Please copy, exactly as they appear below, the lines from the one containing "For every instance of the brick" through the one containing "[[168, 60]]".

***** Provided data

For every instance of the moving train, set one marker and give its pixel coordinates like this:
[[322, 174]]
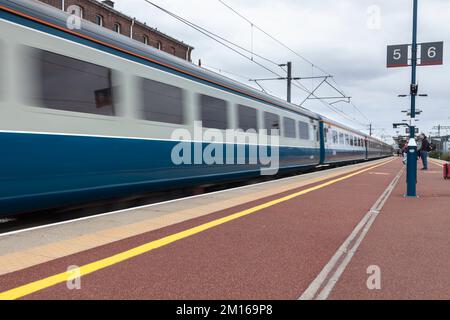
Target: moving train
[[89, 114]]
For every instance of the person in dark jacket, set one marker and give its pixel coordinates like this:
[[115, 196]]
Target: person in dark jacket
[[424, 150]]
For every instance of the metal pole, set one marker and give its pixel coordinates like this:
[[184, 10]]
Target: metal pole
[[412, 146], [289, 78]]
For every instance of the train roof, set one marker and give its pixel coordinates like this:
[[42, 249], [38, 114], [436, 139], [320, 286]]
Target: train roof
[[42, 13]]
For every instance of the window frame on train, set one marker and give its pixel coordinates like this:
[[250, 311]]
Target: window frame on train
[[151, 96], [303, 127], [212, 105], [266, 118], [246, 113], [43, 61], [289, 128]]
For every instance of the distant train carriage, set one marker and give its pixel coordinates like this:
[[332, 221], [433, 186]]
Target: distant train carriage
[[89, 114]]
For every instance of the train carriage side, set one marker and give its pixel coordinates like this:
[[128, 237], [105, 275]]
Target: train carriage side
[[112, 133], [342, 144]]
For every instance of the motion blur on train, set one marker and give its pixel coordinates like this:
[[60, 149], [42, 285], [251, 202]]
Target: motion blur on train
[[88, 114]]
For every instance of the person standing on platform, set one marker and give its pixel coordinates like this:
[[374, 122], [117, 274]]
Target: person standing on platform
[[425, 148]]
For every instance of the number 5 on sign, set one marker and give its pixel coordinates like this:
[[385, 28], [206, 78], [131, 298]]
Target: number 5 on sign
[[397, 56], [431, 53]]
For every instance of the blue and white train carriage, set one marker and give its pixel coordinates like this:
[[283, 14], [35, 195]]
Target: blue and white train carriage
[[89, 114]]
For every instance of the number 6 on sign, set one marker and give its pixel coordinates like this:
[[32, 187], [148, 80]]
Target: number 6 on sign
[[432, 53]]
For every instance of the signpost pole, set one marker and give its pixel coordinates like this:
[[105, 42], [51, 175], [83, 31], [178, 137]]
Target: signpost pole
[[412, 146]]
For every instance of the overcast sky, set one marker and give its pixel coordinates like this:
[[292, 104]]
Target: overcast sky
[[343, 37]]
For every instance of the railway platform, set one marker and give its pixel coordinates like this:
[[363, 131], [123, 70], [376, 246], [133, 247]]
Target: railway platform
[[344, 233]]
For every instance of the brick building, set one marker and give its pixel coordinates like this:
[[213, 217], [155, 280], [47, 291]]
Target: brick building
[[104, 14]]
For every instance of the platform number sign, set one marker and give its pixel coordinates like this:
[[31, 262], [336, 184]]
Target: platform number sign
[[431, 53], [408, 130], [397, 56]]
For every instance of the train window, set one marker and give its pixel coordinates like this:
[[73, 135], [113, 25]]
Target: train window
[[247, 118], [303, 130], [2, 66], [271, 122], [73, 85], [161, 102], [289, 128], [213, 112], [99, 20], [335, 137]]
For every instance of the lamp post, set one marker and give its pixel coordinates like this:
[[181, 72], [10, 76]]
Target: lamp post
[[411, 164]]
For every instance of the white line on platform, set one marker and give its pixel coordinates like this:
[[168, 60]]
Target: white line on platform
[[165, 202], [312, 292]]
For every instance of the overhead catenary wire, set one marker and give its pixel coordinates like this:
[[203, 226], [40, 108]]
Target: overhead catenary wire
[[232, 46], [313, 65], [274, 38]]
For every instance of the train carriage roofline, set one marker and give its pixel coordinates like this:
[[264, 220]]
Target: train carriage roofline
[[50, 17]]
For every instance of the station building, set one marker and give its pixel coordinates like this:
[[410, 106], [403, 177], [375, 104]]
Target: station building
[[104, 14]]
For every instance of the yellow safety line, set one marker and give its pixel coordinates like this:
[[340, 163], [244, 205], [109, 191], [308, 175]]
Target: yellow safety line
[[42, 284]]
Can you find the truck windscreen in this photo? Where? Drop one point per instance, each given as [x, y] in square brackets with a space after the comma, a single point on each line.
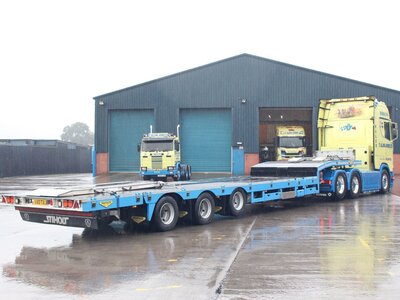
[149, 146]
[291, 142]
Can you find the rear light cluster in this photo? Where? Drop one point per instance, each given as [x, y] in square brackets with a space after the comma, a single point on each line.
[63, 203]
[322, 180]
[7, 199]
[57, 203]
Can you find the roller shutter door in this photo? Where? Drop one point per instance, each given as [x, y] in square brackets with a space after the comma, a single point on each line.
[126, 131]
[206, 136]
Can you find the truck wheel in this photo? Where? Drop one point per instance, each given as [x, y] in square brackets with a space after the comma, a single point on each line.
[204, 209]
[340, 187]
[166, 214]
[384, 182]
[355, 186]
[237, 202]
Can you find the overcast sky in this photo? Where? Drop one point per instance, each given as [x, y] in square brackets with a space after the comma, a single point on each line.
[55, 56]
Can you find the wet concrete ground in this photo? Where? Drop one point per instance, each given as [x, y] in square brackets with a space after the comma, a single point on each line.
[311, 249]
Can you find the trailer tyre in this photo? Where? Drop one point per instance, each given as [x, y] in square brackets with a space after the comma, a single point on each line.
[340, 187]
[166, 214]
[237, 202]
[204, 209]
[355, 186]
[384, 182]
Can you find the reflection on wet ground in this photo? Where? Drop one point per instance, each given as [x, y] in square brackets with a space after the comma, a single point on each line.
[311, 248]
[346, 249]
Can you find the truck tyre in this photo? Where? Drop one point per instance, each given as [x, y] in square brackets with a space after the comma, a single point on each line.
[340, 187]
[384, 182]
[204, 209]
[237, 202]
[355, 186]
[166, 214]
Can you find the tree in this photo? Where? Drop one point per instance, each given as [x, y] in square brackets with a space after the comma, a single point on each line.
[77, 133]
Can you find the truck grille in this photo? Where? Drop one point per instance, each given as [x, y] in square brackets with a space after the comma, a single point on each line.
[156, 162]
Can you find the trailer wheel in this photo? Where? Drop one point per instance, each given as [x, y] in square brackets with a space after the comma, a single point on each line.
[204, 209]
[166, 214]
[384, 182]
[340, 187]
[237, 202]
[355, 186]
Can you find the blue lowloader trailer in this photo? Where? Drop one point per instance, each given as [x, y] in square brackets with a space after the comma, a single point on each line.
[329, 173]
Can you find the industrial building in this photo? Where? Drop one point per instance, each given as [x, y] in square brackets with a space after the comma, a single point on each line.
[227, 111]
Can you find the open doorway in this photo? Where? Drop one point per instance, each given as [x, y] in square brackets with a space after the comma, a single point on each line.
[280, 118]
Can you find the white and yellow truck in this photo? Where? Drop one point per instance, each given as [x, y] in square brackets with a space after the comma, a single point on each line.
[290, 142]
[355, 137]
[160, 157]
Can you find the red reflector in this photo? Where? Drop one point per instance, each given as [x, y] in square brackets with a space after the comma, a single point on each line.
[76, 205]
[9, 199]
[68, 203]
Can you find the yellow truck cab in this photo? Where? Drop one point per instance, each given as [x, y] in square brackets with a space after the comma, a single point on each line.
[290, 142]
[160, 157]
[362, 124]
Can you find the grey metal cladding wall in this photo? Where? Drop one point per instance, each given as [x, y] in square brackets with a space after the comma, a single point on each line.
[262, 82]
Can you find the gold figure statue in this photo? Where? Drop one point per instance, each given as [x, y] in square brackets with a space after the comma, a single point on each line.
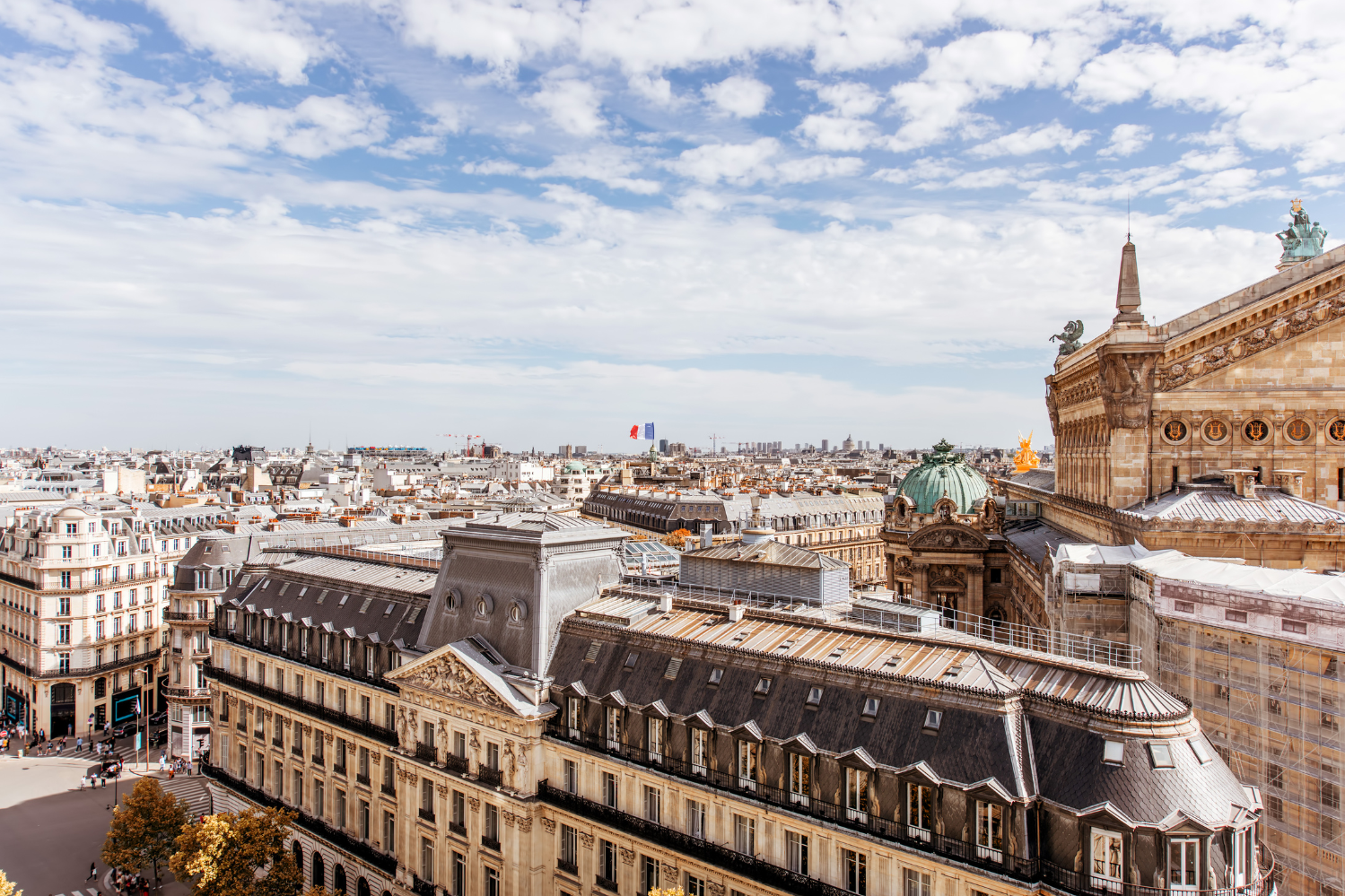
[1026, 457]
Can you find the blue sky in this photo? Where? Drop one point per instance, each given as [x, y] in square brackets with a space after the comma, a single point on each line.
[545, 221]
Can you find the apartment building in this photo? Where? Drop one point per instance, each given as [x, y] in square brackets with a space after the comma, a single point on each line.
[537, 726]
[81, 602]
[210, 568]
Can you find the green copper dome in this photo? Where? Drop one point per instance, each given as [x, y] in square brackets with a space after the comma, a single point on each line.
[942, 474]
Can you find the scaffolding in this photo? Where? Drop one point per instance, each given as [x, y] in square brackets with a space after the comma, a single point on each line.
[1270, 708]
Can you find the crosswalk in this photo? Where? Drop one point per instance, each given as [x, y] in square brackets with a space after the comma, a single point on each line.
[190, 788]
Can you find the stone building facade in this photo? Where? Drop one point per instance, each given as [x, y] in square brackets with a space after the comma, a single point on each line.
[628, 740]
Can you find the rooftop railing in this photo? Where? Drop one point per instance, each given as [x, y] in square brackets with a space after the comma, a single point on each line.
[903, 618]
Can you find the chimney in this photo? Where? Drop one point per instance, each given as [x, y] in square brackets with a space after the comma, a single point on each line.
[1127, 287]
[1290, 481]
[1243, 482]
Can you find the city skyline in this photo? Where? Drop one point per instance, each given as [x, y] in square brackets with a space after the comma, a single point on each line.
[372, 221]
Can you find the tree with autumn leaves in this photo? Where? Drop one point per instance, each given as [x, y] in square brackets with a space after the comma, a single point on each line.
[225, 855]
[144, 828]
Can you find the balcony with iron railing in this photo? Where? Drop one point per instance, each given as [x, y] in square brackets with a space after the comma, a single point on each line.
[336, 718]
[336, 836]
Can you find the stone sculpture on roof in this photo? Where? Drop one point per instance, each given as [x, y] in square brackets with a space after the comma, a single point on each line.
[1070, 338]
[1302, 239]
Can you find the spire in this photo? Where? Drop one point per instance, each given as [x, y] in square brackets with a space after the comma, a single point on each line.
[1127, 287]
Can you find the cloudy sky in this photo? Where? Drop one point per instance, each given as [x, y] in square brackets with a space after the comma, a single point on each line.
[544, 221]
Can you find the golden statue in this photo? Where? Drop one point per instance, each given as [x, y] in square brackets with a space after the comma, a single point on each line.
[1026, 457]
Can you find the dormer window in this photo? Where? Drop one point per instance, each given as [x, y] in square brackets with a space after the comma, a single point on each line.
[1161, 755]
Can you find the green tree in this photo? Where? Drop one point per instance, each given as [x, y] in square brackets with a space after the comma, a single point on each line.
[144, 828]
[225, 855]
[7, 887]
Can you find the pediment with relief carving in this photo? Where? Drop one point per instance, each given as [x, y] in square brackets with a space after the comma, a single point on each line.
[448, 675]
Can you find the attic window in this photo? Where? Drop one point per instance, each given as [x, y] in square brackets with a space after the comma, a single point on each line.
[1161, 753]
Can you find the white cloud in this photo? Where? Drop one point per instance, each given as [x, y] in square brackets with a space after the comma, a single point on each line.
[1126, 140]
[607, 163]
[62, 26]
[264, 35]
[738, 96]
[572, 104]
[1033, 139]
[744, 163]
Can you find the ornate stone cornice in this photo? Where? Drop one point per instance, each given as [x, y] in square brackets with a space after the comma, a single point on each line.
[1248, 341]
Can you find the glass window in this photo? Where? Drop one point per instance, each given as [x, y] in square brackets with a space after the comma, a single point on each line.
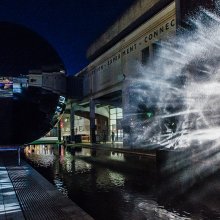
[145, 55]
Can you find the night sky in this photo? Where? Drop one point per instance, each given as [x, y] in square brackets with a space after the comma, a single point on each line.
[70, 26]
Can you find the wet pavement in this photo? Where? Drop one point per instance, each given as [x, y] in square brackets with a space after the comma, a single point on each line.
[25, 194]
[107, 185]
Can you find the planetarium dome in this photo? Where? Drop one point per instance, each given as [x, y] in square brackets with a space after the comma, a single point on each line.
[32, 85]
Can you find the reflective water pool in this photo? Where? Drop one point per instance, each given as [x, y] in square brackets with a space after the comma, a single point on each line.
[117, 186]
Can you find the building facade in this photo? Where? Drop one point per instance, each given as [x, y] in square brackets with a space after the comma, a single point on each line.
[131, 41]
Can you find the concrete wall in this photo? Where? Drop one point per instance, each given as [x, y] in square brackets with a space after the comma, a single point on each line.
[106, 74]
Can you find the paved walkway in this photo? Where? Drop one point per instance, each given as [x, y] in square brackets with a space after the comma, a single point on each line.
[25, 194]
[9, 205]
[116, 147]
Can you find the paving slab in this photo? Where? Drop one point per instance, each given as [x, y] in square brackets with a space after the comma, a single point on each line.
[28, 195]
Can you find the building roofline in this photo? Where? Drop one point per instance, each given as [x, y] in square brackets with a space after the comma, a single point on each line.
[137, 14]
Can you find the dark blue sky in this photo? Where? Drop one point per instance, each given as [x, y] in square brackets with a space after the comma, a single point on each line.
[70, 26]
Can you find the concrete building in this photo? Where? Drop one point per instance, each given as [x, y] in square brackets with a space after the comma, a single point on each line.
[132, 39]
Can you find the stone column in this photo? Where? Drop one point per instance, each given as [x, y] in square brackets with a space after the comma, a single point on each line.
[59, 131]
[92, 121]
[72, 123]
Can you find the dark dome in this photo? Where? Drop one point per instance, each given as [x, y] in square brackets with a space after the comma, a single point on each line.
[31, 85]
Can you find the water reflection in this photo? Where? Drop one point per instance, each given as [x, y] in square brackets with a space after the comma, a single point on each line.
[120, 192]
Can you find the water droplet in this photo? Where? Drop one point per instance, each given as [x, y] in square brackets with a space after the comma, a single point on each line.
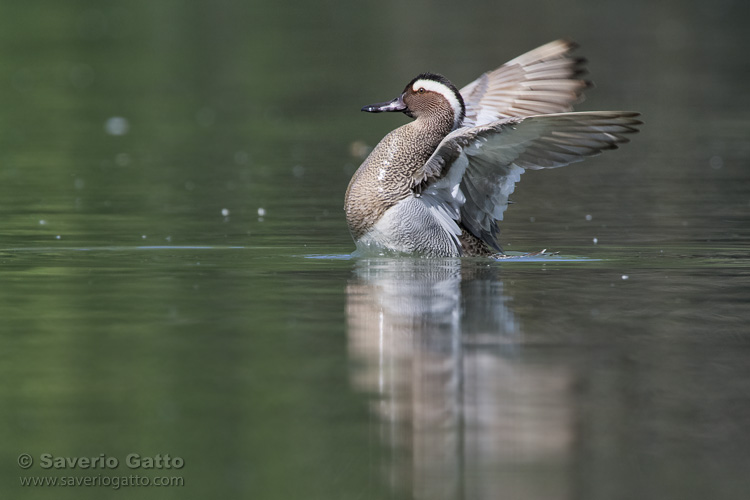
[716, 162]
[117, 125]
[122, 159]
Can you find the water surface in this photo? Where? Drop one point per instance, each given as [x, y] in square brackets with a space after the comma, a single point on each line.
[176, 277]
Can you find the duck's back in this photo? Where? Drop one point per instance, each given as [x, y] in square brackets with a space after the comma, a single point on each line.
[385, 178]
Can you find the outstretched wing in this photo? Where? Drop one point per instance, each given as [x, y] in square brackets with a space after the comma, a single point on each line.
[474, 170]
[545, 80]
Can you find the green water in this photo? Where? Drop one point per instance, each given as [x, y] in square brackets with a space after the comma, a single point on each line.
[175, 274]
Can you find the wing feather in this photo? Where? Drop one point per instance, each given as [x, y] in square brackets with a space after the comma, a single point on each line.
[475, 169]
[544, 80]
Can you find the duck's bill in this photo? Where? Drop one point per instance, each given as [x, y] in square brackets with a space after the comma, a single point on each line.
[395, 105]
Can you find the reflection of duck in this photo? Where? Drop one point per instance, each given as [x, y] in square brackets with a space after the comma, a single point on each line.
[438, 345]
[437, 186]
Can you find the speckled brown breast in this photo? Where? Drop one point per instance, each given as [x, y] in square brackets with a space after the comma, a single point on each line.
[384, 178]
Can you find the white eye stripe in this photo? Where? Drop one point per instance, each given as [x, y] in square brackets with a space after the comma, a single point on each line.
[443, 90]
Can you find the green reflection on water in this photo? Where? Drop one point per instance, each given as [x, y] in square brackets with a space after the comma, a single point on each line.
[232, 350]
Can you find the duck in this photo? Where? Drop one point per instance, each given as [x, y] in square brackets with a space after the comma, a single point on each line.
[438, 185]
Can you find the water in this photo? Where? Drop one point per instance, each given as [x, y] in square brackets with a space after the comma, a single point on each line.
[176, 275]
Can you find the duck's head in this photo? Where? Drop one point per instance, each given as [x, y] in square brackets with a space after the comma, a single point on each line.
[426, 96]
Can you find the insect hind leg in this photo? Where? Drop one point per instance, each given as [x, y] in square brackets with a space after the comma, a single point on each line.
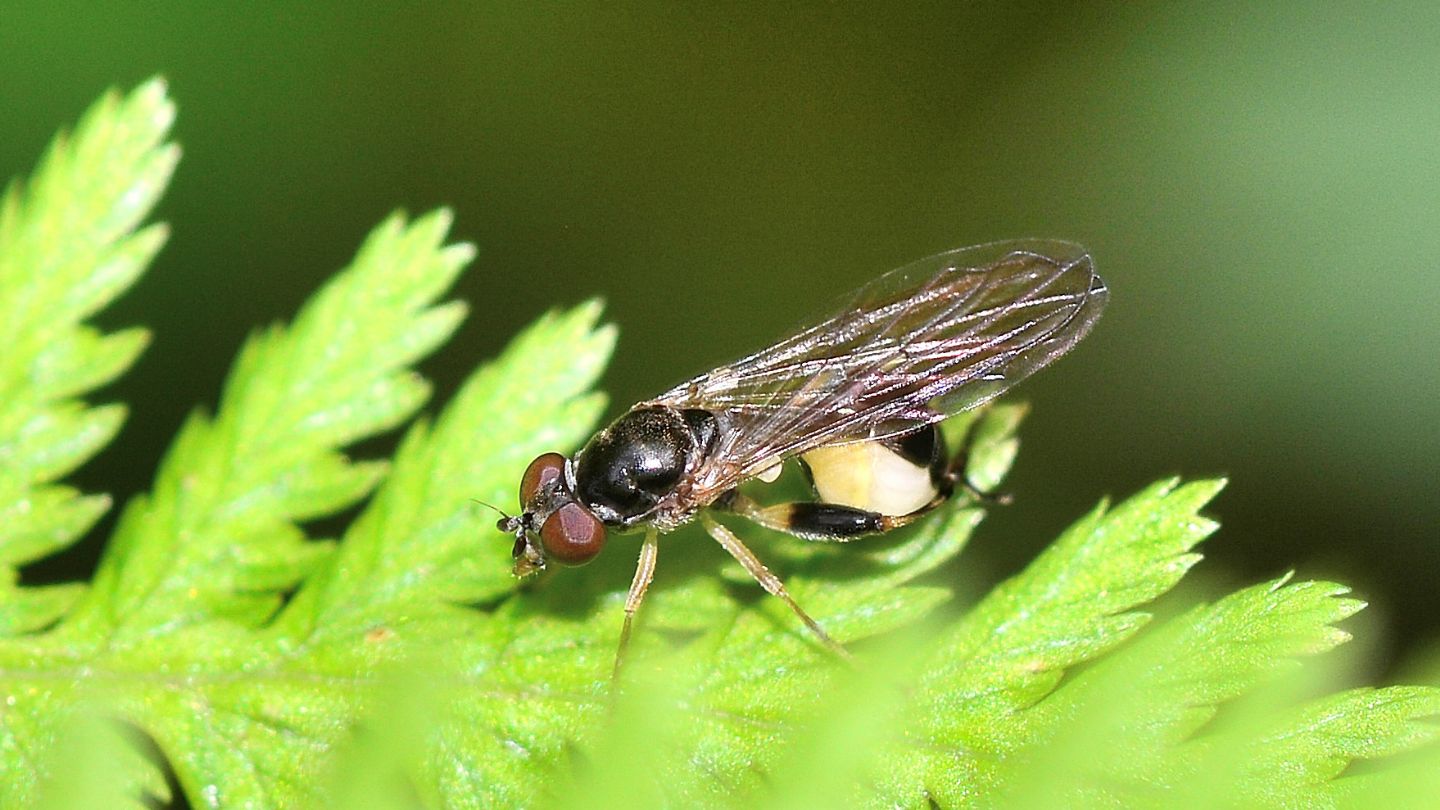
[820, 521]
[769, 581]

**********

Result of the exercise -
For every instance of the brick building, set one marker and give its pixel coordinates like this:
[[213, 217], [155, 280], [47, 291]]
Target: brick building
[[104, 14]]
For every instance of the platform number sign, set one marker and give its pixel coordinates like this:
[[31, 262], [336, 184]]
Target: platform number sign
[[431, 53], [408, 130], [397, 56]]
For every instance of the train window, set one marker and give its pixel coordinates like this:
[[73, 135], [113, 25]]
Target: train window
[[247, 118], [303, 130], [2, 66], [271, 122], [73, 85], [161, 102], [289, 128], [213, 112], [99, 20], [335, 137]]
For every instance of the lamp post, set one marker and give its pixel coordinates like this:
[[181, 72], [10, 76]]
Target: lamp post
[[411, 164]]
For every instance of the white line on platform, set one marker and give its pixel coordinates like this:
[[168, 60]]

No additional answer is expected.